So far there have been 15 riders in all to win in the saddle of a KTM or Husqvarna. (And remember, Austrian brand KTM bought Sweden-born, Italy-purchased Husky in 2013, and since then, the brand has been living a new heyday in motocross/supercross.)
The 50 Victories with Non-Japanese Bikes in AMA 125/250 Supercross
Bobby Hewitt Called This Title (Chase Stallo)
Earlier this week, Jason Weigandt and I were bench racing about Jason Anderson’s title run this year. We began talking about team manager Bobby Hewitt and how he turned what was once just an amateur team for his son Hunter into a bona fide factory effort that, year-in and year-out, contends for titles. Hewitt, a former Texas businessman, is one of the more interesting people in the pits and arguably the most patient with his riders. He always talks about his four-year plans for riders. I won’t dive into this too much, because Weigandt did an interesting podcast with Hewitt, which you can listen to below or on your favorite podcast service (search for “The Racer X Podcast Network”).
Anyway, while we were talking, I remembered back in 2015 when I was doing a feature on Hewitt for Racer X Illustrated (we’ll be releasing it online next week, so check back) that he basically called this championship for Anderson. While the quote didn’t make the story, I went back through my interview with him and found this gem (emphasis mine):
“With Jason being consistently in the top ten and fifth in the points, that is a success story all by itself for a rookie to come in and do that. I think that that’s four or five years in the working. That’s not just something that he woke up this year and was able to do. And then last year, him winning the championship, it was a three-year process. I jumped out on a limb last year when I said Jason will win the championship and he will win it this year. I said it before the season started.

Data
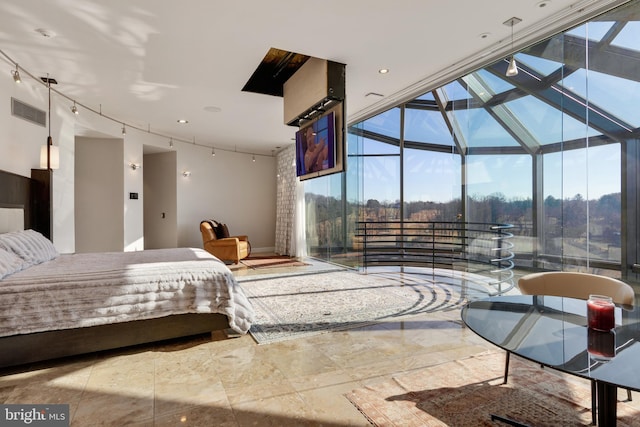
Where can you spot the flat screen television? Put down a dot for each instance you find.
(319, 146)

What the exercise asks
List every person mentioned by name in the supercross text.

Output of the task
Chase Stallo
Jason Weigandt
Jason Anderson
Bobby Hewitt
Hunter (Bobby Hewitt's son)